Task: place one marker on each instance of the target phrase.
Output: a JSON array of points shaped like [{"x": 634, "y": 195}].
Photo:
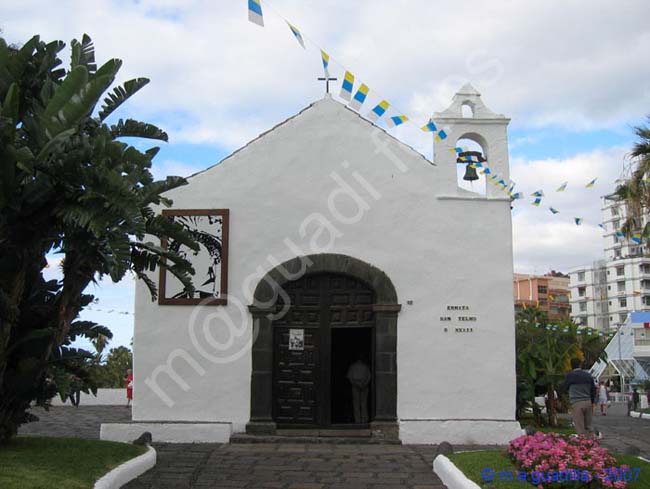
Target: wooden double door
[{"x": 327, "y": 325}]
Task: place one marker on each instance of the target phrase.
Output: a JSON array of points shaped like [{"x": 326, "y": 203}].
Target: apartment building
[
  {"x": 550, "y": 293},
  {"x": 603, "y": 293}
]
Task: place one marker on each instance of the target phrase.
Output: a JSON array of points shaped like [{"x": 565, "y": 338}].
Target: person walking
[
  {"x": 75, "y": 390},
  {"x": 635, "y": 399},
  {"x": 128, "y": 381},
  {"x": 603, "y": 397},
  {"x": 582, "y": 394},
  {"x": 359, "y": 376}
]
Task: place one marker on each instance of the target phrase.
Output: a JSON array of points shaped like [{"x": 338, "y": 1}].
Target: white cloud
[
  {"x": 544, "y": 241},
  {"x": 218, "y": 78}
]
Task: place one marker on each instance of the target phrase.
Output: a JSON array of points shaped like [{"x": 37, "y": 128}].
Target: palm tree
[
  {"x": 635, "y": 192},
  {"x": 69, "y": 184}
]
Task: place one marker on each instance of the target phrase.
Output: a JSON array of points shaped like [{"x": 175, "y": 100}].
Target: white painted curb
[
  {"x": 450, "y": 475},
  {"x": 636, "y": 414},
  {"x": 128, "y": 471}
]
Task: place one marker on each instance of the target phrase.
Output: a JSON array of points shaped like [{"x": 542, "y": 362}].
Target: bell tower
[{"x": 468, "y": 118}]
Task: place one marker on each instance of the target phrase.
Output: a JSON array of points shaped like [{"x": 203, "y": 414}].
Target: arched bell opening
[
  {"x": 328, "y": 296},
  {"x": 471, "y": 163}
]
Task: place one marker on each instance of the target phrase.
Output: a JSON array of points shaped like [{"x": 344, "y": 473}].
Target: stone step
[{"x": 346, "y": 437}]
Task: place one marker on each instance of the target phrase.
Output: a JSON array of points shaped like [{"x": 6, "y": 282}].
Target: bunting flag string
[
  {"x": 578, "y": 331},
  {"x": 90, "y": 307},
  {"x": 255, "y": 12},
  {"x": 429, "y": 127},
  {"x": 378, "y": 111},
  {"x": 296, "y": 33},
  {"x": 359, "y": 97},
  {"x": 347, "y": 86},
  {"x": 397, "y": 118},
  {"x": 326, "y": 62}
]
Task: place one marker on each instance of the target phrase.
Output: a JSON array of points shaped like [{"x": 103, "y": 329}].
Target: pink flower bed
[{"x": 581, "y": 457}]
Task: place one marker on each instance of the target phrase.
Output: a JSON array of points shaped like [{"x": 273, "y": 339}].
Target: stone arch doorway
[{"x": 312, "y": 285}]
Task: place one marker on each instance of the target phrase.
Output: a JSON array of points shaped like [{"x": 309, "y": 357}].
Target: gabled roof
[{"x": 327, "y": 99}]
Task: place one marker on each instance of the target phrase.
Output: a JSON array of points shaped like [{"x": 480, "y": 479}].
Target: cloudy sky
[{"x": 571, "y": 74}]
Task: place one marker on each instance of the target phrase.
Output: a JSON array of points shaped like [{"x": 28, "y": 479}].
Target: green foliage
[
  {"x": 111, "y": 374},
  {"x": 635, "y": 191},
  {"x": 70, "y": 186},
  {"x": 543, "y": 359},
  {"x": 36, "y": 463}
]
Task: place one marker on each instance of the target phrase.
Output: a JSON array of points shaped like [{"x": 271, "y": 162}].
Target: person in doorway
[
  {"x": 75, "y": 390},
  {"x": 359, "y": 377},
  {"x": 582, "y": 394},
  {"x": 603, "y": 397},
  {"x": 635, "y": 399},
  {"x": 128, "y": 381}
]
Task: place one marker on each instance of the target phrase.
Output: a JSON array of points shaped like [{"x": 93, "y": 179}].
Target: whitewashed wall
[{"x": 439, "y": 245}]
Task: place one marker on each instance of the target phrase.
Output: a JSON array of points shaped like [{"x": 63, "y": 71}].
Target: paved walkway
[
  {"x": 621, "y": 431},
  {"x": 69, "y": 421},
  {"x": 291, "y": 466},
  {"x": 295, "y": 466}
]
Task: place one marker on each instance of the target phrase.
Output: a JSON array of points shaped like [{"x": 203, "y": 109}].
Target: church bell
[{"x": 470, "y": 173}]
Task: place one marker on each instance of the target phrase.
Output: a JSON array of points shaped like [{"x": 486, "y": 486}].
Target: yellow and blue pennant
[
  {"x": 359, "y": 97},
  {"x": 429, "y": 127},
  {"x": 396, "y": 120},
  {"x": 297, "y": 34},
  {"x": 255, "y": 12},
  {"x": 378, "y": 111},
  {"x": 347, "y": 86},
  {"x": 326, "y": 62}
]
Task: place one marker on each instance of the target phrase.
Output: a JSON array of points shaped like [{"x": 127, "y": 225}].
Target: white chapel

[What you are asked to do] Reproduce each entry precisely, dropping only the pictures.

[Result for this exercise]
Task: place one marker on each instance of the target phrase.
Output: a JSON array of points shaped like [{"x": 634, "y": 195}].
Photo:
Target: wooden double door
[{"x": 327, "y": 325}]
Task: place one marker on each instance of the target phrase.
Output: a JSON array of points shaped like [{"x": 326, "y": 203}].
Target: apartment building
[
  {"x": 550, "y": 293},
  {"x": 603, "y": 293}
]
Task: place one marker on each instance of the target phrase.
Output: a JSON array of points shaped like [{"x": 565, "y": 338}].
Target: person walking
[
  {"x": 75, "y": 390},
  {"x": 635, "y": 399},
  {"x": 128, "y": 381},
  {"x": 603, "y": 397},
  {"x": 582, "y": 394},
  {"x": 359, "y": 376}
]
Task: place one marker on each instance of the target phrase.
Output: a JSON array of points shaped like [{"x": 338, "y": 1}].
Target: white cloud
[
  {"x": 544, "y": 241},
  {"x": 218, "y": 78}
]
Task: place one marker on each instance of the target phrase.
Output: a JSON array of points shaped like [{"x": 37, "y": 128}].
Target: palm tree
[
  {"x": 635, "y": 192},
  {"x": 69, "y": 184}
]
Task: place one marker on each instance of the target phrase.
Output: a JSON array of points shaped like [{"x": 175, "y": 100}].
Target: white painted curb
[
  {"x": 450, "y": 475},
  {"x": 636, "y": 414},
  {"x": 128, "y": 471}
]
Task: place one marker on each instance of the target phrase.
Output: a JSON array of points shaped like [{"x": 542, "y": 362}].
Target: bell tower
[{"x": 468, "y": 118}]
Task: place one marker on each instance of the target phrase.
Output: a JSON array of points shaped like [{"x": 203, "y": 414}].
Target: arched bell opening
[
  {"x": 328, "y": 296},
  {"x": 471, "y": 163}
]
Task: place one marker on each instance of the target phrase.
Output: a JSON array of points shaped like [{"x": 344, "y": 473}].
Target: stone step
[{"x": 346, "y": 437}]
Task: place one marker on each instance of the target phrase.
Output: a JSON array of points shaped like [{"x": 6, "y": 282}].
Target: bunting flag string
[
  {"x": 578, "y": 331},
  {"x": 90, "y": 307},
  {"x": 255, "y": 12},
  {"x": 429, "y": 127},
  {"x": 378, "y": 111},
  {"x": 296, "y": 33},
  {"x": 359, "y": 97},
  {"x": 347, "y": 86},
  {"x": 397, "y": 118},
  {"x": 326, "y": 62}
]
Task: place one marker on each instance of the target phrase.
Output: a JSON array of points shaped like [{"x": 103, "y": 329}].
Target: pink flower bed
[{"x": 581, "y": 457}]
Task: place one marker on each instance of the target phrase.
Output: a JSON array of points shaped like [{"x": 273, "y": 339}].
Target: stone arch doorway
[{"x": 312, "y": 285}]
Task: place one marker on each instance of the target phrase.
Output: a JSON array of points shaped like [{"x": 309, "y": 357}].
Target: gabled roof
[{"x": 327, "y": 99}]
Task: place one marker on each instance of the target phrase.
Output: a JSON array of points shaped like [{"x": 480, "y": 479}].
Target: cloudy sky
[{"x": 571, "y": 74}]
Task: place one marker on each instance of the target phrase.
Output: a JSON array of points shaped like [{"x": 28, "y": 479}].
Target: green foliage
[
  {"x": 111, "y": 374},
  {"x": 635, "y": 191},
  {"x": 70, "y": 186},
  {"x": 543, "y": 359},
  {"x": 36, "y": 463}
]
Task: place one marker on each instance of the target phrase.
Output: a JSON array of points shaped like [{"x": 271, "y": 162}].
Target: person in doorway
[
  {"x": 75, "y": 390},
  {"x": 359, "y": 377},
  {"x": 582, "y": 394},
  {"x": 603, "y": 397},
  {"x": 635, "y": 399},
  {"x": 128, "y": 381}
]
Task: place one marker on each instance of the target phrase.
Output: a JSON array of points shaped like [{"x": 93, "y": 179}].
Target: whitewashed wall
[{"x": 439, "y": 245}]
Task: place one marker on each instance of the target phrase.
Output: a JSON array of points shaped like [{"x": 63, "y": 71}].
Target: paved walkway
[
  {"x": 621, "y": 431},
  {"x": 69, "y": 421},
  {"x": 291, "y": 466},
  {"x": 295, "y": 466}
]
Task: place one marker on each instance of the target phrase.
Output: a JSON array of points shaped like [{"x": 203, "y": 109}].
Target: church bell
[{"x": 470, "y": 173}]
Task: place one marker on each instance of the target phrase.
Output: a JSON array of points shaped like [{"x": 486, "y": 486}].
Target: yellow and blue pennant
[
  {"x": 359, "y": 97},
  {"x": 429, "y": 127},
  {"x": 396, "y": 120},
  {"x": 297, "y": 34},
  {"x": 255, "y": 12},
  {"x": 378, "y": 111},
  {"x": 347, "y": 86},
  {"x": 326, "y": 62}
]
Task: place one marker on each instance of the target phrase.
Output: a JSON array of points shaped like [{"x": 127, "y": 225}].
Target: white chapel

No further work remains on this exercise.